#### [Task item]
Rewrite the records below, putting "coarse mask" wherever "rough mask" appears and leaving everything else the same.

Stored data
============
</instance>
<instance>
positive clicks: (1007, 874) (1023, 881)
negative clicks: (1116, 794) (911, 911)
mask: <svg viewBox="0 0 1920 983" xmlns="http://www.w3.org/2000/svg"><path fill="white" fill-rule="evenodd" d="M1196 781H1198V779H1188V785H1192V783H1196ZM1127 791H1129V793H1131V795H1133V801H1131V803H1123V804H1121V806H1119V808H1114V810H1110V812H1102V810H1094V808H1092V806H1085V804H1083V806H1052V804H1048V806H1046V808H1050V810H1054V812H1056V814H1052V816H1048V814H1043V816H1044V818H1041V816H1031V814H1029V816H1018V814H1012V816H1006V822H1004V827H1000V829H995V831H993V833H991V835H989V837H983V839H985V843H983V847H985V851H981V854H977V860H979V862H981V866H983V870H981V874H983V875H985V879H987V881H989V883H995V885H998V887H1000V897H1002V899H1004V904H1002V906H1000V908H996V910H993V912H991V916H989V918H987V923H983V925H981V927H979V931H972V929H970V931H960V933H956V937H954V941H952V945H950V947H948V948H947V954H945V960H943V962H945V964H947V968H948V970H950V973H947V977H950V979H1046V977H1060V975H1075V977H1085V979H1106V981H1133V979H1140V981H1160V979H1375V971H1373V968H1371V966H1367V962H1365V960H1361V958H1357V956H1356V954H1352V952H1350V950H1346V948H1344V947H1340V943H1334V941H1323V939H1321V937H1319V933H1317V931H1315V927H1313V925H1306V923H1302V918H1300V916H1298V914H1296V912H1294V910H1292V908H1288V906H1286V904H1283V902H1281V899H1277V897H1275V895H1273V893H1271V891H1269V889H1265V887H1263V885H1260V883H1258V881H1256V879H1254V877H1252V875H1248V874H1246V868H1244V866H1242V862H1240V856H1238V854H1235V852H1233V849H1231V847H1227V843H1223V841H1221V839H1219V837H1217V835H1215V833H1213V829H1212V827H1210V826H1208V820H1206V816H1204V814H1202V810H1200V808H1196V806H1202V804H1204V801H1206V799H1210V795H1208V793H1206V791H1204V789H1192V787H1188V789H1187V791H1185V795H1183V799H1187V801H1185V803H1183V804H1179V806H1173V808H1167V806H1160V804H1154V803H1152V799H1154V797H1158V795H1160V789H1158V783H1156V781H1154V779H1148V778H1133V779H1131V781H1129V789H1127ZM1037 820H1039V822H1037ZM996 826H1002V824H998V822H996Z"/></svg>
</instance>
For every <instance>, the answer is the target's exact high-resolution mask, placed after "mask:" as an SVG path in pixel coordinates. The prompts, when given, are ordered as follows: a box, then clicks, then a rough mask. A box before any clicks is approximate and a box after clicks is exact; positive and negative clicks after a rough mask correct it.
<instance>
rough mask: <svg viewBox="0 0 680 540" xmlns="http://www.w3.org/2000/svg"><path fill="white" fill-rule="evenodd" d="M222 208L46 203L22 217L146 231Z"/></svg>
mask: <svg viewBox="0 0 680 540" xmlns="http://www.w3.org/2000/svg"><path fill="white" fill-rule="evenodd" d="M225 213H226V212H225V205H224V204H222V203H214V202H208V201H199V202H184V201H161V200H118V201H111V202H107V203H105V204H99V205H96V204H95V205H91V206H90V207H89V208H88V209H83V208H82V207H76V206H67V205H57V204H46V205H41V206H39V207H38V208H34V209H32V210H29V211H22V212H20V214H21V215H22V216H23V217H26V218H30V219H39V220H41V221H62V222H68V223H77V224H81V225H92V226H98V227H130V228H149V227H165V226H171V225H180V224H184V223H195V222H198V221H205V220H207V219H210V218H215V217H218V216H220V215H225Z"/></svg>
============
#### [Exercise solution]
</instance>
<instance>
positive clicks: (1007, 874) (1023, 881)
negative clicks: (1116, 794) (911, 911)
mask: <svg viewBox="0 0 1920 983" xmlns="http://www.w3.org/2000/svg"><path fill="white" fill-rule="evenodd" d="M1196 781H1198V779H1188V785H1192V783H1196ZM1127 791H1129V793H1131V795H1133V801H1131V803H1123V804H1121V806H1119V808H1114V810H1110V812H1102V810H1094V808H1092V806H1085V804H1083V806H1052V804H1048V806H1046V808H1050V810H1054V812H1056V814H1052V816H1048V814H1043V816H1044V818H1041V816H1031V814H1029V816H1018V814H1012V816H1006V822H1004V827H1000V829H995V831H993V833H991V835H989V837H983V839H985V843H983V847H985V851H981V854H977V860H979V862H981V866H983V870H981V874H983V875H985V879H987V881H989V883H995V885H998V887H1000V897H1002V899H1004V904H1002V906H1000V908H996V910H993V912H991V916H989V918H987V923H983V925H981V927H979V931H972V929H970V931H960V933H956V937H954V941H952V945H950V947H948V948H947V954H945V960H943V962H945V964H947V968H948V970H950V973H947V977H950V979H1046V977H1060V975H1075V977H1085V979H1106V981H1133V979H1140V981H1160V979H1375V971H1373V968H1371V966H1367V962H1365V960H1361V958H1357V956H1356V954H1352V952H1350V950H1346V948H1344V947H1340V943H1334V941H1323V939H1321V937H1319V933H1317V931H1315V927H1313V925H1306V923H1302V918H1300V916H1298V914H1296V912H1294V910H1292V908H1288V906H1286V904H1283V902H1281V899H1277V897H1275V895H1273V893H1271V891H1269V889H1265V887H1263V885H1260V883H1258V881H1256V879H1254V877H1252V875H1248V874H1246V868H1244V866H1242V862H1240V856H1238V854H1235V852H1233V849H1231V847H1227V843H1223V841H1221V839H1219V837H1217V835H1215V833H1213V829H1212V827H1210V826H1208V820H1206V816H1204V814H1202V810H1200V808H1196V806H1202V804H1204V801H1206V799H1210V795H1208V793H1206V791H1204V789H1192V787H1188V789H1187V791H1185V795H1183V799H1187V801H1185V803H1183V804H1179V806H1173V808H1167V806H1160V804H1154V803H1152V799H1154V797H1158V795H1160V789H1158V783H1156V781H1154V779H1148V778H1133V779H1131V781H1129V789H1127ZM1037 820H1039V822H1037ZM996 826H1002V824H998V822H996Z"/></svg>
</instance>
For every <instance>, the answer is the target's exact high-resolution mask, placed after "mask:" as an SVG path in pixel coordinates. The prompts, when given, are ordered as follows: a box, then clicks, then a coarse mask. A box before any clicks is approximate and a box after clicks is exact; positive and negative clicks after a coarse mask correct it.
<instance>
coarse mask: <svg viewBox="0 0 680 540" xmlns="http://www.w3.org/2000/svg"><path fill="white" fill-rule="evenodd" d="M222 208L46 203L22 217L146 231Z"/></svg>
mask: <svg viewBox="0 0 680 540" xmlns="http://www.w3.org/2000/svg"><path fill="white" fill-rule="evenodd" d="M225 213H226V212H225V205H224V204H222V203H214V202H208V201H199V202H184V201H161V200H118V201H111V202H107V203H105V204H99V205H96V204H95V205H91V206H90V207H89V208H88V209H83V208H82V207H76V206H67V205H57V204H46V205H41V206H39V207H38V208H34V209H32V210H29V211H22V212H20V214H21V215H22V216H23V217H26V218H30V219H39V220H41V221H62V222H68V223H77V224H81V225H92V226H98V227H130V228H149V227H165V226H171V225H180V224H184V223H195V222H198V221H205V220H207V219H210V218H215V217H218V216H220V215H225Z"/></svg>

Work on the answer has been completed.